_RECORDS PROVIDED_
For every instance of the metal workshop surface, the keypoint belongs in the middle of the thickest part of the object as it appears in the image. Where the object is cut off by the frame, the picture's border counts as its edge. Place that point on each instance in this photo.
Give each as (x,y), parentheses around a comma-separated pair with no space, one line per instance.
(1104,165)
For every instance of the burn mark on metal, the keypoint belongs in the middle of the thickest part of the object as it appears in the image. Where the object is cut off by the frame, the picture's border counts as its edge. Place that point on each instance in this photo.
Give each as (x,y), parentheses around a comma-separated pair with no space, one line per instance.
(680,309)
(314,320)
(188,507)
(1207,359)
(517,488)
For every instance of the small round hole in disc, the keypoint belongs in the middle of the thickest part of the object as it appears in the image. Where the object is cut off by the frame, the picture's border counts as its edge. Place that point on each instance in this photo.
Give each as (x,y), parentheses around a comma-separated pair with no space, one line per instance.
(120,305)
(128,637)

_EXERCISE DIRECTIONS_
Your reply must contain each entry, reproduced exactly.

_YOUR RESPONSE_
For every instance of the metal workshop surface, the keypoint belongs in the middle of the thickest part of the object as it appears in the image. Where the object is cut off by the frame, the picture's border counts as its edge. Place that point on each instance in this photo.
Give each as (x,y), parentheses around a comma-separated pair with no space, one line per instance.
(1104,165)
For every instance of the burn mark on metal, the keypoint belongs in the middle of the thickest part of the object as it appears in the image. Where the object is cut off by the frame, the picture's border counts as its edge. Place that point on each instance in this photo.
Give each as (x,y), parentheses around a comma-separated pair with no space, one line per instance.
(680,309)
(314,320)
(188,507)
(1207,359)
(517,488)
For every instance of the small round hole in disc, the keypoint belongs in the middle of the thickest part of the object as it appears in the image. Where the object is cut off by the frame, the picture's border counts as its edge. Place that point on each instance in this photo.
Give each as (x,y), parentheses around a comma-separated pair with no space, one line per instance.
(120,305)
(128,637)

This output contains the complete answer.